» **Instructions to follow**
Switch each "drop a single marker" in the data below to "place one marker" and reproduce every line otherwise unchanged.

Object location annotation data
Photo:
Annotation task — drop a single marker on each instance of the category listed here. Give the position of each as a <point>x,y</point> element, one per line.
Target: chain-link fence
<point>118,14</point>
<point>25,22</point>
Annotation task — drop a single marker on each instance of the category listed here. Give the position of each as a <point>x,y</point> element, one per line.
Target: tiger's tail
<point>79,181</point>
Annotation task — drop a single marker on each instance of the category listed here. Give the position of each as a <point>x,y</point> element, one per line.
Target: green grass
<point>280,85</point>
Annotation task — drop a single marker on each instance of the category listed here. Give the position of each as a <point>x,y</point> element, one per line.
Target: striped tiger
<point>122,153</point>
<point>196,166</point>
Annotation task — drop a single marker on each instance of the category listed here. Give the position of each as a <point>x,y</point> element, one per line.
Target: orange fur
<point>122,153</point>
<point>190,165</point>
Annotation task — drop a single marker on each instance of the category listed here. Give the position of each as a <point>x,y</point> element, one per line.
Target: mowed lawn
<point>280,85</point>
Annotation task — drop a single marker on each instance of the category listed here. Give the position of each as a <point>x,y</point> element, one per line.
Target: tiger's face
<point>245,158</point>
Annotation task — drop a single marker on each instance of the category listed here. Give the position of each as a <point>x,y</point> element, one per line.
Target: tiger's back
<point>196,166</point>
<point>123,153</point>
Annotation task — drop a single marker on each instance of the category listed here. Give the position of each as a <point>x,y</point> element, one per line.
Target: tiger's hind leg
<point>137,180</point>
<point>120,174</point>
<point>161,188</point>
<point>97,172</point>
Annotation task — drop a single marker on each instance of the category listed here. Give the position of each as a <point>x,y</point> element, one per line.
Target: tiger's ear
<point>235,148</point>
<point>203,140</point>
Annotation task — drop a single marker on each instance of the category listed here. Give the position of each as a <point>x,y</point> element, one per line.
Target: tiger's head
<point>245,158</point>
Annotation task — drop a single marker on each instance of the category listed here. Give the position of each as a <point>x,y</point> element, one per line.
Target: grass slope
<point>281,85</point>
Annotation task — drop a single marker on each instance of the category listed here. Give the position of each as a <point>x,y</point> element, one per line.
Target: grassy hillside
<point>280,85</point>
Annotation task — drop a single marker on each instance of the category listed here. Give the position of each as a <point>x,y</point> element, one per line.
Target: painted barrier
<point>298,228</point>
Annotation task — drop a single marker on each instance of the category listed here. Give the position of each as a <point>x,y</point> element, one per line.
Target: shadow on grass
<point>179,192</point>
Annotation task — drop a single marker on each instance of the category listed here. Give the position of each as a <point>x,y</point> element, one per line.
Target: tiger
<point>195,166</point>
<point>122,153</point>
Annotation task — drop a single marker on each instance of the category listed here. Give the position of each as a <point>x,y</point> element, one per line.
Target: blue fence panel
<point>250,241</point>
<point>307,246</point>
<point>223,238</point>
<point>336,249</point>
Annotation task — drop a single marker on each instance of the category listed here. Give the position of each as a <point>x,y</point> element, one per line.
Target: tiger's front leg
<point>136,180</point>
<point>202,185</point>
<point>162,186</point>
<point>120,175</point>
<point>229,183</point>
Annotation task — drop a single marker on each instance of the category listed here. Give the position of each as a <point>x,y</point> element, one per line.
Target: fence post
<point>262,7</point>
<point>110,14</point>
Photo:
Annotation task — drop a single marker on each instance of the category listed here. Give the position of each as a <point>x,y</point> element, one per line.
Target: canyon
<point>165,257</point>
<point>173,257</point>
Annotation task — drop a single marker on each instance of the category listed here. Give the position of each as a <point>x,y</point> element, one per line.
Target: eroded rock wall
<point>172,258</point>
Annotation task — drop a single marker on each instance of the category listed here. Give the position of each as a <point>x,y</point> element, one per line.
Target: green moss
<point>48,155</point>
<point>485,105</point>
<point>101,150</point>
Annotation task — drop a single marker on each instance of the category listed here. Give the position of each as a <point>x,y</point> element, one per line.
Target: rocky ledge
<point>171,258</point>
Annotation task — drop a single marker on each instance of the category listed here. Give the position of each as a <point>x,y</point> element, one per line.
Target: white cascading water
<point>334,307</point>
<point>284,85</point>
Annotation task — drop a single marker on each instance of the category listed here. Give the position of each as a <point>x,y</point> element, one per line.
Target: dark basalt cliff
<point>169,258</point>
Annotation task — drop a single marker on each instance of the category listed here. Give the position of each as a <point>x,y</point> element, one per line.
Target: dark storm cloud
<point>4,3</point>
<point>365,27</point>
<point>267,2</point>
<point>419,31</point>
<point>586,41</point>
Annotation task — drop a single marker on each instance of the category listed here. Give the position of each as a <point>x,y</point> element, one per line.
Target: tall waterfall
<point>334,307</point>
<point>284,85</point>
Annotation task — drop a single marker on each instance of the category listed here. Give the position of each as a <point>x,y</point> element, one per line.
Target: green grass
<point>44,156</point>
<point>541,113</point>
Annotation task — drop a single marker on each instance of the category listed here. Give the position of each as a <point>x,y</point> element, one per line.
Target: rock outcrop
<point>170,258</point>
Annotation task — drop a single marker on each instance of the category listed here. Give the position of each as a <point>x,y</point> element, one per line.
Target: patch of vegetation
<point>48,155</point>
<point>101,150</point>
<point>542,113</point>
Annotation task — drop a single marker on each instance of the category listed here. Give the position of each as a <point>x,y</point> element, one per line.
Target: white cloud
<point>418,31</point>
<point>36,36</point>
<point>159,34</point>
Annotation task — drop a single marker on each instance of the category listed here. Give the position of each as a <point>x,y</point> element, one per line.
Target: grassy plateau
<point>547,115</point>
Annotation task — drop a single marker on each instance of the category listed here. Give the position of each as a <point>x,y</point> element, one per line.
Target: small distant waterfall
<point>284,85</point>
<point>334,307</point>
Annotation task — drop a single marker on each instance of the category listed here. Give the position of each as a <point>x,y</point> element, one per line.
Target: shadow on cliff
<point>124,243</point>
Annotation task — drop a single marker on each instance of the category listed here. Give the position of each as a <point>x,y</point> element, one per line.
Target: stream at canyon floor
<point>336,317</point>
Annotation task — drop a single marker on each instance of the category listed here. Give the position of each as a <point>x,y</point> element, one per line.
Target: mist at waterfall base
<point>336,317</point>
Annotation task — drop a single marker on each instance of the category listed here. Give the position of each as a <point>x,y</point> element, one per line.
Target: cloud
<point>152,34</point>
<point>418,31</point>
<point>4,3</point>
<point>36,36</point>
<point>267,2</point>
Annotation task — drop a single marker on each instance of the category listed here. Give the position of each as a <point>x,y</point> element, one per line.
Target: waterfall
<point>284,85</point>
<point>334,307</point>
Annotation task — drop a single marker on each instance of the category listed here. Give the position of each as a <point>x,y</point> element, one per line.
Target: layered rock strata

» **Solution for this task**
Photo:
Annotation task — place one marker on each instance of the category listed here. Give the position of each as a <point>x,y</point> element, one per line.
Target: chain-link fence
<point>118,14</point>
<point>25,22</point>
Annotation task — place one marker on each instance of the category listed here. Give the position of each as a <point>x,y</point> element, one per line.
Target: tiger's tail
<point>79,181</point>
Annotation task — place one marker on each instance of the category listed here. Give the position of each as a <point>x,y</point> element, one per line.
Target: green grass
<point>280,85</point>
Annotation task — place one marker on each instance of the category listed here. Give the position of each as a <point>x,y</point> element, one per line.
Target: striped tiger
<point>122,153</point>
<point>196,166</point>
Annotation task — place one marker on each instance of the category listed here. Give the position of each as a <point>x,y</point> element, one per line.
Target: orange fur
<point>122,153</point>
<point>190,165</point>
Annotation task — place one marker on each instance of the category listed here. Give the position of each as a <point>x,y</point> element, one per line.
Target: mowed lawn
<point>280,85</point>
Annotation task — place one marker on each instance of the category listed here. Give the position of each as a <point>x,y</point> element, one per line.
Target: tiger's face
<point>245,158</point>
Annotation task — place one marker on each instance of the category listed here. Give the position of each as a <point>x,y</point> element, one per line.
Target: tiger's back
<point>196,166</point>
<point>123,153</point>
Annotation task — place one marker on each instance of the category listed here. Give the position of each as a <point>x,y</point> element, one per line.
Target: tiger's hind leg
<point>137,180</point>
<point>120,174</point>
<point>161,188</point>
<point>97,172</point>
Annotation task — place one marker on each instance of the category listed here. Give the position of each as a <point>x,y</point> element, one per line.
Target: tiger's ear
<point>235,148</point>
<point>203,140</point>
Annotation task — place one marker on each instance of the category listed here. Give the position of each as a <point>x,y</point> element, one per line.
Target: tiger's head
<point>245,158</point>
Annotation task — place one marker on each instance of the category listed here. Give the position of each as a <point>x,y</point> element, one per line.
Target: grass slope
<point>281,85</point>
Annotation task — place one marker on each instance of the category listed here. Give the position of each as a <point>x,y</point> element, one per line.
Target: grassy hillside
<point>280,85</point>
Annotation task — place one marker on each instance of the category listed here. Give the position of each as a <point>x,y</point> element, one per line.
Target: painted barrier
<point>298,228</point>
Annotation task — place one marker on each instance of the category listed here. Give the position of each as a <point>x,y</point> element, one per line.
Target: shadow on grass
<point>179,192</point>
Annotation task — place one marker on each instance of the category listed here. Give the position of each as a <point>x,y</point> element, one per line.
Target: tiger
<point>195,166</point>
<point>122,153</point>
Annotation task — place one marker on each instance of the category listed here. Give the position of each as a <point>x,y</point> element, one per line.
Target: blue fence panel
<point>250,241</point>
<point>307,246</point>
<point>223,238</point>
<point>336,249</point>
Annotation task — place one marker on each instance of the category listed here. Give the position of each as a <point>x,y</point> element, one per line.
Target: tiger's front leg
<point>136,180</point>
<point>202,185</point>
<point>162,186</point>
<point>120,175</point>
<point>229,183</point>
Annotation task — place one marker on each instance of the category listed here. Give the position of each as a <point>x,y</point> element, one per line.
Target: fence post
<point>262,7</point>
<point>110,14</point>
Photo:
Annotation task — place one marker on each instance of the category listed here. Give the position of each as a <point>x,y</point> element, one per line.
Target: canyon
<point>165,257</point>
<point>173,257</point>
Annotation task — place one marker on each instance of the category listed here. Give the position of each as a <point>x,y</point> element, one per line.
Target: eroded rock wall
<point>172,258</point>
Annotation task — place one marker on each instance of the category listed here. Give the position of each as a <point>x,y</point> element, one per line.
Target: green moss
<point>48,155</point>
<point>485,105</point>
<point>101,150</point>
Annotation task — place one marker on each instance of the category listed here. Give the position of each as a <point>x,y</point> element, one per line.
Target: rocky ledge
<point>171,258</point>
Annotation task — place one marker on each instance of the category listed here. Give the position of each as a <point>x,y</point> element, one per line.
Target: white cascading water
<point>334,307</point>
<point>284,85</point>
Annotation task — place one marker on each instance of the category listed here. Give the position of each as a <point>x,y</point> element, one per line.
Target: dark basalt cliff
<point>169,258</point>
Annotation task — place one marker on each instance of the category listed here. Give the position of each as a <point>x,y</point> element, one per line.
Target: dark storm cloud
<point>4,3</point>
<point>365,27</point>
<point>267,2</point>
<point>419,31</point>
<point>586,41</point>
Annotation task — place one marker on each instance of the category listed here. Give the position of each as a <point>x,y</point> element, one per line.
Target: tall waterfall
<point>334,307</point>
<point>284,85</point>
Annotation task — place one marker on each instance of the category listed here. Give the position of each as a <point>x,y</point> element, one per line.
Target: green grass
<point>44,156</point>
<point>541,113</point>
Annotation task — place one marker on each instance of the category listed here. Give the position of each as a <point>x,y</point> element, one per line.
Target: rock outcrop
<point>170,258</point>
Annotation task — place one marker on each instance of the category listed here. Give the position of each as a <point>x,y</point> element, one per line.
Target: patch of vegetation
<point>48,155</point>
<point>101,150</point>
<point>542,113</point>
Annotation task — place one marker on each instance of the category listed here. Give the position of each as a <point>x,y</point> element, one per line.
Target: white cloud
<point>418,31</point>
<point>36,36</point>
<point>159,34</point>
Annotation task — place one marker on each instance of the category listed here. Give the position of each as a <point>x,y</point> element, one per line.
Target: grassy plateau
<point>547,115</point>
Annotation task — place one marker on each instance of the category listed here. Give the position of each as a <point>x,y</point> element, one per line.
Target: small distant waterfall
<point>284,85</point>
<point>334,307</point>
Annotation task — place one marker on each instance of the category listed here. Give the position of each as a <point>x,y</point> element, one per line.
Target: shadow on cliff
<point>124,243</point>
Annotation task — place one marker on each instance of the category listed here. Give the position of each as a <point>x,y</point> element, one per line.
Target: stream at canyon floor
<point>336,317</point>
Annotation task — place one marker on each instance of the category listed here. Give the position of each as a <point>x,y</point> element, one per line.
Target: mist at waterfall base
<point>336,317</point>
Annotation task — place one marker on each instance of the category listed here. Give the position of each as a <point>x,y</point> element, one per line.
Target: cloud
<point>152,34</point>
<point>418,31</point>
<point>4,3</point>
<point>36,36</point>
<point>267,2</point>
Annotation task — place one marker on each instance of the category listed here. Give the position of each as a <point>x,y</point> element, one per line.
Target: waterfall
<point>284,85</point>
<point>334,307</point>
Annotation task — place one marker on each instance of the category listed here. Give the position of each as a <point>x,y</point> element, one per line.
Target: layered rock strata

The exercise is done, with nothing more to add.